• DOCUMENT SEGMENT:
=== Begin Enclosure ===

Keywords: cardiolipin; lipids; mitochondria; mitochondrial disease; nervous system; neurodegeneration.

Figure 1

Major Characteristics of Cardiolipin (CL). (A) The chemical structure of CL is defined by its double glycerophosphate backbone and four fatty acyl chains (R₁–R₄). (B) The presence of a double glycerophosphate backbone and four fatty acyl side chains confers a conical shape to CL. (C) CL present in a lipid bilayer induces a negative curvature. (D) CL promotes the formation of highly curved regions within the inner mitochondrial membrane (IMM).

Figure 2

Roles of Cardiolipin (CL) in Mitochondria. CL is primarily localized within the inner mitochondrial membrane (IMM), where it contributes to maintenance of mitochondrial membrane architecture, bioenergetics, and the stability of protein carriers. In the outer mitochondrial membrane (OMM), a small fraction of CL serves as a signaling molecule for selective elimination of damaged mitochondria via mitophagy. CL is also an essential mediator of apoptosis through two mechanisms involving cytochrome c release that is triggered by CL peroxidation and externalization, and binding to Bcl-2 family protein Bid to induce Bax and Bak oligomerization. Finally, CL in the OMM and IMM regulates mitochondrial fission and fusion dynamics. Figure partially created with BioRender.com. Abbreviations: Bak, Bcl-2 antagonist/killer1; Bax, Bcl-2 associated X protein; Bid, BH3 interacting domain death agonist; CDP-DAG, cytidine diphosphate-diacylglycerol; CLox, oxidized cardiolipin; Drp1, dynamin-related protein 1; L-OPA1, long isoforms of optic atrophy 1; LC3, microtubule-associated protein 1A/1B-light chain 3; MICOS, mitochondrial contact site and cristae organizing system; TIM, translocase of the inner membrane; TOM, translocase of the outer membrane.

=== End Enclosure ===

• QUESTIONS TO ANSWER:
**A.** In the cardiolipin text, rewrite everything from "Keywords: cardiolipin; lipids;" down to "mitochondrial membrane (IMM).", substituting "phospholipid bilayer" for "lipid bilayer".
**B.** Please continue the cardiolipin text from its last sentence.
The items after the cardiolipin text are separate material.

• THE DATA:
=== Begin Enclosure ===

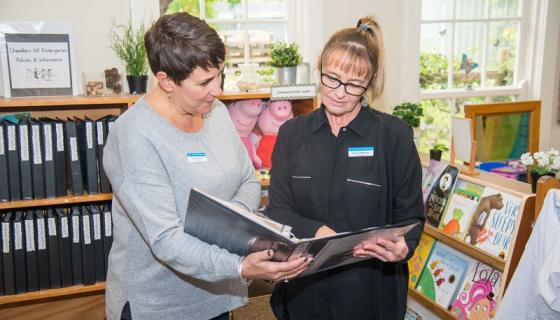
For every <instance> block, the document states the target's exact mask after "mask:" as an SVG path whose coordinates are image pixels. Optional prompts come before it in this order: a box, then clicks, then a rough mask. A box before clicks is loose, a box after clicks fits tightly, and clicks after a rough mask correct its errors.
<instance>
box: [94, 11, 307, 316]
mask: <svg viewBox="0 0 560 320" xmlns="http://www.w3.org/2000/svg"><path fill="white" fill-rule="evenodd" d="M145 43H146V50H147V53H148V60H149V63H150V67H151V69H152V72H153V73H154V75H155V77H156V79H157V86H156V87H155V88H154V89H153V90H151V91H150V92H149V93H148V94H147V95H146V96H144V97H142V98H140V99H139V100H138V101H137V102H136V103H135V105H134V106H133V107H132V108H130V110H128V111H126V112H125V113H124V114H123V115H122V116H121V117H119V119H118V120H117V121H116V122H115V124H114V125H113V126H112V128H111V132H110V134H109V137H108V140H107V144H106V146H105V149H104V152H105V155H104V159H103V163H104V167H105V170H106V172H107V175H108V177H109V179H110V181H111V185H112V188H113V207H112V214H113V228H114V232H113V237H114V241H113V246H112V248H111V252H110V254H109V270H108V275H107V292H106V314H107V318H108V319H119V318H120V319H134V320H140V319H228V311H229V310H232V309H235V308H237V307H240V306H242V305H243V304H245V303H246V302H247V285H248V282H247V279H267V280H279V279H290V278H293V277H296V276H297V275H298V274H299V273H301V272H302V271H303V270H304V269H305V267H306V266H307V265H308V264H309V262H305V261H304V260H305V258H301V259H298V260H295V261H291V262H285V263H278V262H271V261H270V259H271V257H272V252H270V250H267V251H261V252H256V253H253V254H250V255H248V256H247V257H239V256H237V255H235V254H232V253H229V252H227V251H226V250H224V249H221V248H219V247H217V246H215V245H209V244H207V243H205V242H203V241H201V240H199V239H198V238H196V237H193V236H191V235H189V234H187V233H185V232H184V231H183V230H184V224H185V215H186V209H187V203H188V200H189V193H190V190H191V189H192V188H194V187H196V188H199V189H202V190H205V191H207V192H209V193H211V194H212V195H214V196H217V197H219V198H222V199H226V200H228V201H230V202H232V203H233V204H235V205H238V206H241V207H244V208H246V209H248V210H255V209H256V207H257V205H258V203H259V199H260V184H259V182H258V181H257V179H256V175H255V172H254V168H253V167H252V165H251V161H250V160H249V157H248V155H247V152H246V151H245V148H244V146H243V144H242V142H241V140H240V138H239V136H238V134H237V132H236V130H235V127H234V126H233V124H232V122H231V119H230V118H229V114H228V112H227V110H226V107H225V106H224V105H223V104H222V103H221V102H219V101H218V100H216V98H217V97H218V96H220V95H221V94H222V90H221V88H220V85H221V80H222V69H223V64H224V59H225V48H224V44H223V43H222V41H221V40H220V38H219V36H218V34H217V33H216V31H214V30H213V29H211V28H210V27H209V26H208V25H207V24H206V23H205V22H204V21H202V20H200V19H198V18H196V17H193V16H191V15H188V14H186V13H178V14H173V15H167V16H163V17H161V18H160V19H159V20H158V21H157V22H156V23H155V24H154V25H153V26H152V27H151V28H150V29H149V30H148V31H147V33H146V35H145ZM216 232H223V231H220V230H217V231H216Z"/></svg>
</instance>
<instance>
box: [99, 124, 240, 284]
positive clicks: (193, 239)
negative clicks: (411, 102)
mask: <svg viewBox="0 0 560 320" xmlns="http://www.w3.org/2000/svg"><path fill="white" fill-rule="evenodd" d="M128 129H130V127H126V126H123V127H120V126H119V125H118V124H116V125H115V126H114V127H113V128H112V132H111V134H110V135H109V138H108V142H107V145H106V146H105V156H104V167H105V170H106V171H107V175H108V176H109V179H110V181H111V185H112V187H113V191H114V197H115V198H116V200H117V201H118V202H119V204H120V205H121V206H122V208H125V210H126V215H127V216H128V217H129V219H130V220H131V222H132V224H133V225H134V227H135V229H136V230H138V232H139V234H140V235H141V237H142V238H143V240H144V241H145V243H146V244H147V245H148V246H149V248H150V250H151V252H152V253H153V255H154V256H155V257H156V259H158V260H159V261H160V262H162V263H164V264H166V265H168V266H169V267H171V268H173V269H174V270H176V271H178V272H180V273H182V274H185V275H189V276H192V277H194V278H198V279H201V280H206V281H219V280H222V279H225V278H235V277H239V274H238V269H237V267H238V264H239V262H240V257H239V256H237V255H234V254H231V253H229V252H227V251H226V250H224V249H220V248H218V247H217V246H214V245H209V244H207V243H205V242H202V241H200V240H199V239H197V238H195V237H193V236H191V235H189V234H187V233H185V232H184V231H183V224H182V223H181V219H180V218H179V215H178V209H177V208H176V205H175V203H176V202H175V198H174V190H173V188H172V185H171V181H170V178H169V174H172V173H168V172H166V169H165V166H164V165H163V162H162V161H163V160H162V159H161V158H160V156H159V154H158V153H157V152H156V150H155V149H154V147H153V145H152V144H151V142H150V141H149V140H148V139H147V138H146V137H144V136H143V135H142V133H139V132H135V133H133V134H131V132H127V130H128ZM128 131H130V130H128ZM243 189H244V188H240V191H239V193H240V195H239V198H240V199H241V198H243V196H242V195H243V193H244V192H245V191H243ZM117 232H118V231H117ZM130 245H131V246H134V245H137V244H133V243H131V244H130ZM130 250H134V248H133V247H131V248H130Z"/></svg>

=== End Enclosure ===

• RESULTS IN ORDER:
**A.**
Keywords: cardiolipin; lipids; mitochondria; mitochondrial disease; nervous system; neurodegeneration.

Figure 1

Major Characteristics of Cardiolipin (CL). (A) The chemical structure of CL is defined by its double glycerophosphate backbone and four fatty acyl chains (R₁–R₄). (B) The presence of a double glycerophosphate backbone and four fatty acyl side chains confers a conical shape to CL. (C) CL present in a phospholipid bilayer induces a negative curvature. (D) CL promotes the formation of highly curved regions within the inner mitochondrial membrane (IMM).

**B.**
Figure 3

Schematic Representation of Cardiolipin (CL) Biosynthesis and Remodeling. CL is synthesized in the inner mitochondrial membrane (IMM). Biosynthesis occurs within the matrix leaflet of the IMM, while the final remodeling step can be catalyzed by three different enzymes, including tafazzin (TAZ) in the intermembrane space (IMS)-facing leaflet, monolysocardiolipin acyltransferase 1 (MLCLAT1) on the matrix-leaflet of the IMM, and acyl-CoA:lysocardiolipin acyltransferase 1 (ALCAT1) on the endoplasmic reticulum (ER). Phosphatidic acid (PA) is transported from the ER to the IMM, where it is converted to CL via a series of enzymatic reactions. PG that is generated on the matrix-leaflet of the IMM is trafficked out of the mitochondrion (broken line) and remodeled by SERAC1 on the ER side. Remodeled PG may translocate back to the matrix leaflet of the IMM (broken line) to serve as substrate for CL synthesis. PA can also be dephosphorylated into diacylglycerol (DAG) by the phosphatase LIPIN1 in the outer mitochondrial membrane (OMM). DAG is then able to traffic across the OMM (broken line) and be phosphorylated by acylglycerol kinase (AGK), forming PA in the IMS-side of the IMM. Figure created with BioRender.com. Abbreviations: CLS1, CL synthase; MLCL, monolysocardiolipin; pCL, premature CL; PG, phosphatidylglycerol; PGP, phosphatidylglycerol phosphate; PGS1, phosphatidylglycerol phosphate synthase; PLA₂, phospholipase A₂; PRELID1, protein of relevant evolutionary and lymphoid interest domain; PTPMT1, protein-tyrosine phosphatase mitochondrial 1; SERAC1, serine active site containing 1; TAMM41, TAM41 translocator assembly and maintenance homolog; TRIAP1, TP53-regulated inhibitor of apoptosis 1.